■ TASK OBJECTIVE
Transcribe exactly the line that contains "Query: white stucco wall" and every line after it through the end of the records, with nothing else.

Collected data

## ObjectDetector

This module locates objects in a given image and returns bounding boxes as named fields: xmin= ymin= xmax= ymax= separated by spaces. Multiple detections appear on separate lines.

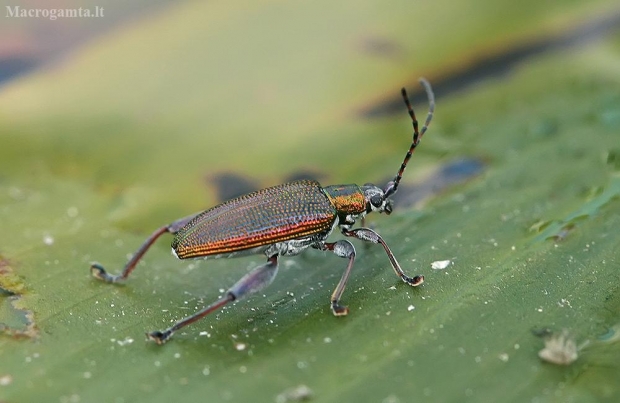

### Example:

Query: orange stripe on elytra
xmin=175 ymin=218 xmax=330 ymax=258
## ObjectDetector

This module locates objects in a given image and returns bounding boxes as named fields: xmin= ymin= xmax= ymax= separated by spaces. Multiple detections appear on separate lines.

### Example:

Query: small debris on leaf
xmin=536 ymin=328 xmax=578 ymax=365
xmin=431 ymin=259 xmax=451 ymax=270
xmin=275 ymin=384 xmax=313 ymax=402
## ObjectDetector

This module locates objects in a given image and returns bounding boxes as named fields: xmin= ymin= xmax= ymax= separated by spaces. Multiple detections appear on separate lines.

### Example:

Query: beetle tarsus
xmin=90 ymin=262 xmax=123 ymax=284
xmin=147 ymin=330 xmax=172 ymax=345
xmin=331 ymin=302 xmax=349 ymax=316
xmin=404 ymin=275 xmax=424 ymax=287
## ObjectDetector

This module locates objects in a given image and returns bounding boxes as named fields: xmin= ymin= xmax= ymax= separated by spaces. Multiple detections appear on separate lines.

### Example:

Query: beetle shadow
xmin=387 ymin=158 xmax=485 ymax=209
xmin=206 ymin=170 xmax=327 ymax=204
xmin=206 ymin=159 xmax=484 ymax=212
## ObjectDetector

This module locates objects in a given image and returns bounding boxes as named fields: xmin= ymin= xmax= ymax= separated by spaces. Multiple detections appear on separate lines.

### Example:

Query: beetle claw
xmin=404 ymin=275 xmax=424 ymax=287
xmin=331 ymin=303 xmax=349 ymax=316
xmin=147 ymin=330 xmax=172 ymax=345
xmin=90 ymin=262 xmax=119 ymax=283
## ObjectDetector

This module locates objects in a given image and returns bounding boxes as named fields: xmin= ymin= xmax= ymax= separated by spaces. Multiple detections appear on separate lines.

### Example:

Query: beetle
xmin=91 ymin=78 xmax=435 ymax=344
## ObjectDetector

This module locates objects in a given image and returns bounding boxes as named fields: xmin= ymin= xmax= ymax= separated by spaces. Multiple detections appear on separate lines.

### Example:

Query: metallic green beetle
xmin=91 ymin=78 xmax=435 ymax=344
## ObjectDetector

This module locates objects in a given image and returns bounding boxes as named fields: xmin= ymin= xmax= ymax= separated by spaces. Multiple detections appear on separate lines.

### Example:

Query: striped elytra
xmin=172 ymin=180 xmax=340 ymax=258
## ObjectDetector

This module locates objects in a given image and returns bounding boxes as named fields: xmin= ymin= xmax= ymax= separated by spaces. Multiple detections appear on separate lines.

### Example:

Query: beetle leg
xmin=342 ymin=228 xmax=424 ymax=287
xmin=316 ymin=240 xmax=356 ymax=316
xmin=90 ymin=213 xmax=201 ymax=283
xmin=359 ymin=217 xmax=373 ymax=250
xmin=147 ymin=255 xmax=279 ymax=345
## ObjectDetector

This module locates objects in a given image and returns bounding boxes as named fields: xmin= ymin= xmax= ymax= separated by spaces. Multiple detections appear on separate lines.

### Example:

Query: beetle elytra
xmin=91 ymin=78 xmax=435 ymax=344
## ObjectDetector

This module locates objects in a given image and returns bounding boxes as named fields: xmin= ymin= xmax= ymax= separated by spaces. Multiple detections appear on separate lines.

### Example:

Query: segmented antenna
xmin=384 ymin=78 xmax=435 ymax=197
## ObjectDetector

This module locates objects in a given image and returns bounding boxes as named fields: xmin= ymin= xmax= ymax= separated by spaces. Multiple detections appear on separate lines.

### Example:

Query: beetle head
xmin=361 ymin=184 xmax=393 ymax=215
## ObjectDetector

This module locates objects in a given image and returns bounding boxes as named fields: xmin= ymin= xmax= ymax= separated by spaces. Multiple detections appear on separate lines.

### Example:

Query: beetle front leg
xmin=147 ymin=255 xmax=279 ymax=344
xmin=90 ymin=213 xmax=201 ymax=284
xmin=343 ymin=228 xmax=424 ymax=287
xmin=315 ymin=240 xmax=356 ymax=316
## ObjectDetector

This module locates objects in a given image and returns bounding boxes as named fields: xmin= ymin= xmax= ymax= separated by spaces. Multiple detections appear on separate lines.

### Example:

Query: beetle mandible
xmin=91 ymin=78 xmax=435 ymax=344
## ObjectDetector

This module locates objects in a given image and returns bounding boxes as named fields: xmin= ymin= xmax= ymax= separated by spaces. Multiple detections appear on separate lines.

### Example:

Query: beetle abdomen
xmin=172 ymin=180 xmax=336 ymax=258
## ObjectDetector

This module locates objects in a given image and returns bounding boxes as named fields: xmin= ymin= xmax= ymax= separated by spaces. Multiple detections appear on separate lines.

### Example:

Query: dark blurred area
xmin=0 ymin=0 xmax=181 ymax=86
xmin=362 ymin=11 xmax=620 ymax=118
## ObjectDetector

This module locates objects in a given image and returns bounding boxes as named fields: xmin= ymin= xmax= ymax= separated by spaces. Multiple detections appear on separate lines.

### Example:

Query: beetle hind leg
xmin=90 ymin=213 xmax=201 ymax=284
xmin=315 ymin=240 xmax=356 ymax=316
xmin=147 ymin=255 xmax=279 ymax=344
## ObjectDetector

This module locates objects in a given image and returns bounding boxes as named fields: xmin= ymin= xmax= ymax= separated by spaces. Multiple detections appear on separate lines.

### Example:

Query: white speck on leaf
xmin=431 ymin=259 xmax=451 ymax=270
xmin=67 ymin=206 xmax=79 ymax=218
xmin=0 ymin=374 xmax=13 ymax=386
xmin=116 ymin=337 xmax=134 ymax=346
xmin=538 ymin=329 xmax=579 ymax=365
xmin=275 ymin=384 xmax=313 ymax=402
xmin=43 ymin=235 xmax=54 ymax=246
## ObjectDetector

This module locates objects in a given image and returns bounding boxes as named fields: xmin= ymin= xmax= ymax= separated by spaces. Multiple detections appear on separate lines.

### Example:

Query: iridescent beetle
xmin=91 ymin=78 xmax=435 ymax=344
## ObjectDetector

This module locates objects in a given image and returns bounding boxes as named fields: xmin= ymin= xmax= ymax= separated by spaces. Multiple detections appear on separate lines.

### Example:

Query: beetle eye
xmin=370 ymin=194 xmax=383 ymax=208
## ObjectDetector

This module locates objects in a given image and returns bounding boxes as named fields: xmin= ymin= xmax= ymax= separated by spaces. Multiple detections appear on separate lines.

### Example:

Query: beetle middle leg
xmin=90 ymin=213 xmax=201 ymax=283
xmin=314 ymin=240 xmax=356 ymax=316
xmin=343 ymin=228 xmax=424 ymax=287
xmin=147 ymin=255 xmax=279 ymax=344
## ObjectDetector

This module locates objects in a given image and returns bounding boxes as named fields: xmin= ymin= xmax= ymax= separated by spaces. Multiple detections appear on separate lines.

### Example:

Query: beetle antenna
xmin=384 ymin=78 xmax=435 ymax=197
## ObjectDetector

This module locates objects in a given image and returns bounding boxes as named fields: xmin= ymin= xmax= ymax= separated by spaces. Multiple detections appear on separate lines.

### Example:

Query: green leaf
xmin=1 ymin=1 xmax=619 ymax=402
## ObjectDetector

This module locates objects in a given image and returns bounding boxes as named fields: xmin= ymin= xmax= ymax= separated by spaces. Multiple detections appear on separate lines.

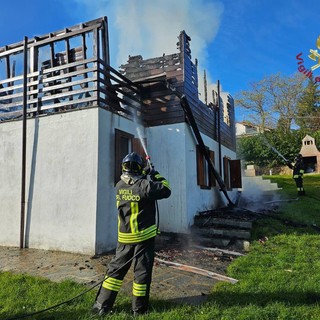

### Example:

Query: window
xmin=223 ymin=156 xmax=231 ymax=190
xmin=114 ymin=129 xmax=148 ymax=185
xmin=115 ymin=129 xmax=134 ymax=185
xmin=196 ymin=145 xmax=216 ymax=189
xmin=223 ymin=156 xmax=242 ymax=190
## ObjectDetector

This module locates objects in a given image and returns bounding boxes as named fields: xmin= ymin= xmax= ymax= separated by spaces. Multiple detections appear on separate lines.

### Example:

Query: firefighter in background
xmin=287 ymin=154 xmax=305 ymax=196
xmin=92 ymin=152 xmax=171 ymax=316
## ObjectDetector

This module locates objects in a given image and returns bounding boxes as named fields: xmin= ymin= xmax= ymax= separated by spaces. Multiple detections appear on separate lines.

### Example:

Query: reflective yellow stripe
xmin=154 ymin=174 xmax=171 ymax=189
xmin=133 ymin=282 xmax=147 ymax=297
xmin=102 ymin=277 xmax=123 ymax=292
xmin=118 ymin=224 xmax=158 ymax=243
xmin=162 ymin=179 xmax=170 ymax=189
xmin=130 ymin=201 xmax=139 ymax=233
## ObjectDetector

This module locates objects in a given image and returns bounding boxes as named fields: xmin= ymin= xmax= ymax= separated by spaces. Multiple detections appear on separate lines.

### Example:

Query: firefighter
xmin=287 ymin=154 xmax=305 ymax=196
xmin=92 ymin=152 xmax=171 ymax=317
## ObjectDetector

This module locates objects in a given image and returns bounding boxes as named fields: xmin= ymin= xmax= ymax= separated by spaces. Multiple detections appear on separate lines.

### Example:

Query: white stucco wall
xmin=0 ymin=120 xmax=23 ymax=247
xmin=0 ymin=107 xmax=152 ymax=254
xmin=1 ymin=109 xmax=101 ymax=253
xmin=184 ymin=127 xmax=238 ymax=223
xmin=95 ymin=108 xmax=148 ymax=252
xmin=146 ymin=123 xmax=237 ymax=233
xmin=146 ymin=123 xmax=188 ymax=233
xmin=0 ymin=107 xmax=238 ymax=253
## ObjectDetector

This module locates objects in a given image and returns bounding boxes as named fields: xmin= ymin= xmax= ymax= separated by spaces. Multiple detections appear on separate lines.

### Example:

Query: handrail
xmin=0 ymin=58 xmax=144 ymax=121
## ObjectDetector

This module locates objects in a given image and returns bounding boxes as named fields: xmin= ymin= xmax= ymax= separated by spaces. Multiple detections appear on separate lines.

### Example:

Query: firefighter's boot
xmin=91 ymin=301 xmax=112 ymax=316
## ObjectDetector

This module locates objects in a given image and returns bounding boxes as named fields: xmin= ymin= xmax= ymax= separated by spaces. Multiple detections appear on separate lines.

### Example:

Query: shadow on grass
xmin=5 ymin=290 xmax=320 ymax=319
xmin=209 ymin=290 xmax=320 ymax=307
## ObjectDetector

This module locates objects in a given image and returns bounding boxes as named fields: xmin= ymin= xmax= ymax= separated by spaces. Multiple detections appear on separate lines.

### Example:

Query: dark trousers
xmin=294 ymin=177 xmax=305 ymax=195
xmin=96 ymin=238 xmax=155 ymax=313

■ SOLUTION TO THIS PROBLEM
Query: white stucco wall
xmin=0 ymin=120 xmax=23 ymax=247
xmin=0 ymin=107 xmax=152 ymax=254
xmin=1 ymin=109 xmax=101 ymax=253
xmin=184 ymin=127 xmax=238 ymax=223
xmin=95 ymin=108 xmax=148 ymax=252
xmin=146 ymin=123 xmax=237 ymax=233
xmin=146 ymin=123 xmax=188 ymax=233
xmin=0 ymin=107 xmax=238 ymax=253
## ObjectDetector

This module locates objects in a given image and returns bounding boxes as named fields: xmin= ymin= xmax= ymax= separated by spaces. Multiple detections appear on separate lines.

### Example:

Query: handrail
xmin=0 ymin=58 xmax=144 ymax=121
## ObjectDetector

This module locates objects in a given image and returns bounding boxes as named fields: xmin= ymin= xmax= ymax= separated by spaces. Multiple detections appear on separate lines.

### Example:

Query: firefighter's boot
xmin=91 ymin=301 xmax=112 ymax=316
## ObjectDetector

This module locates objects in a given image and returns bounding boxes as named fields: xmin= ymin= xmax= ymax= separated by spaces. Multiple detections appear on separate lines.

### Example:

Query: shadow on grass
xmin=5 ymin=290 xmax=320 ymax=319
xmin=209 ymin=290 xmax=320 ymax=307
## ObjectDetector

This module locates objects in a given image and returns bounding boxes as named fields: xmin= ymin= xmax= ymax= separated by spaces. Multiple detections appear on separate lines.

### Example:

Query: dark trousers
xmin=294 ymin=177 xmax=305 ymax=195
xmin=96 ymin=238 xmax=155 ymax=313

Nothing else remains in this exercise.